___ Quoted text

Yeah, that's the #6 right? It looks like (on JCK) that both the carbon and Swedish are #6, but the carbon has more belly to it. I'm not considering stainless for this, especially after hearing Andy's absolutely glowing review of Mizuno's carbon steel (10.5 out of 10 on his scale ) -- the cleaver-master also gave the Mizuno a 9.5 for edge profile, while the Suien got 7.5, I'm assuming that's because of the big belly. Either way, Suien to Mizuno = big step up in $$...


----------



## Cnimativ (May 22, 2011)

What does the #6 mean? Sharing the same blade profile w/ Sugimoto #6?


----------



## mainaman (May 22, 2011)

Cnimativ said:


> What does the #6 mean? Sharing the same blade profile w/ Sugimoto #6?


 I think it is related to the type of the cleaver (slicer, chopper, meat cleaver), and weight, does not have anything to do with profile.


----------



## mikemac (May 23, 2011)

I think Andy777 has a nice that method that takes some of the size variation out of cleaver classifications...look at gr/cm2.
I've looked at #6 slicers that seem to vary in size from 95 to 110 tall, and 210 to 240 in length, and then there's taper.

FWIW - I've had the opportunity to bounce into Action Sales in Alhambra a few times lately - this place easily has 1000 woks over 20" on the sales floor. It has to be _the_ walk in asian restaurant supply in LA County. In cleavers, they probably had over 100 CCK's = BUT nothing in the 11xx series, only 12xx and above.

For Slicers in the #6 size it was all about the Dexter Russell Connoisseur large size in SS


----------



## jaybett (May 23, 2011)

______

Directives:
(a) List the usernames that head the posts in the cleaver forum thread, each with the date shown beside it.
(b) Lay out as a numbered list the lines of the entries, starting at the line that contains "Tag every instance of the beach umbrella" and ending at the last line of the entries. Leave the pictures out.

___ Data listing

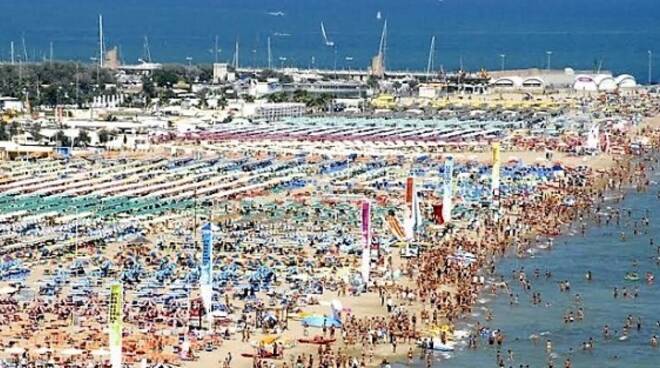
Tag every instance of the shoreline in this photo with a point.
(592, 192)
(368, 307)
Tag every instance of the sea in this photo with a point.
(614, 35)
(601, 251)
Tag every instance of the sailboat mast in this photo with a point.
(270, 55)
(25, 57)
(215, 49)
(236, 56)
(101, 47)
(147, 50)
(383, 44)
(429, 64)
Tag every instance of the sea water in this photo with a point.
(601, 251)
(584, 34)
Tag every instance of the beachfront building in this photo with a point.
(626, 81)
(221, 73)
(430, 90)
(603, 82)
(273, 111)
(338, 88)
(264, 88)
(11, 104)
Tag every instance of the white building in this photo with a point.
(11, 103)
(277, 111)
(221, 73)
(603, 82)
(259, 89)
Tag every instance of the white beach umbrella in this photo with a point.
(71, 351)
(42, 351)
(7, 290)
(100, 352)
(15, 350)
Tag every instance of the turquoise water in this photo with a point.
(601, 251)
(580, 33)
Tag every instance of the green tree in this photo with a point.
(13, 129)
(104, 136)
(222, 102)
(3, 131)
(63, 140)
(84, 138)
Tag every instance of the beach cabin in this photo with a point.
(585, 83)
(533, 83)
(626, 81)
(605, 83)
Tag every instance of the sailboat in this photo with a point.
(325, 37)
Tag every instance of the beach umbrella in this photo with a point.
(269, 339)
(42, 351)
(7, 290)
(15, 350)
(71, 351)
(100, 352)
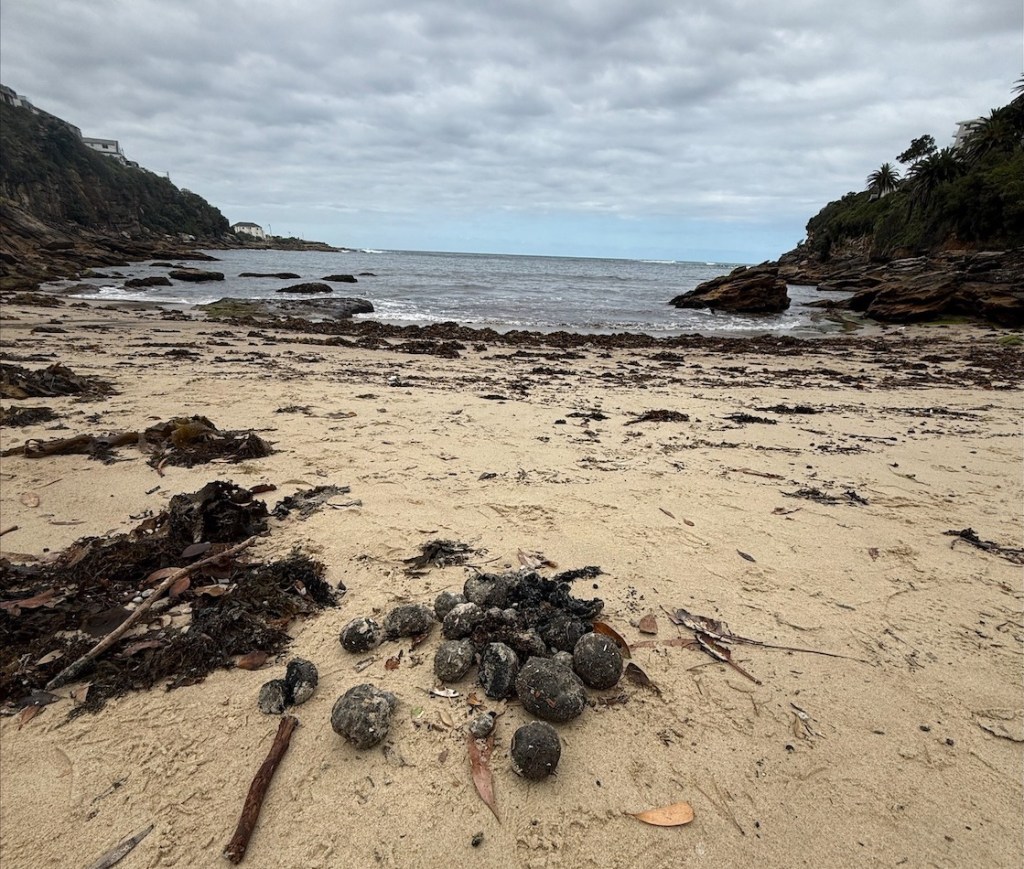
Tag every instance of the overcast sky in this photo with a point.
(672, 129)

______

Answers for the exercise:
(a)
Cnimativ (May 22, 2011)
mainaman (May 22, 2011)
mikemac (May 23, 2011)
jaybett (May 23, 2011)

(b)
1. Tag every instance of the beach umbrella in this photo with a point.
2. (269, 339)
3. (42, 351)
4. (7, 290)
5. (15, 350)
6. (71, 351)
7. (100, 352)
8. Tag every instance of the overcast sky in this photo with a point.
9. (672, 129)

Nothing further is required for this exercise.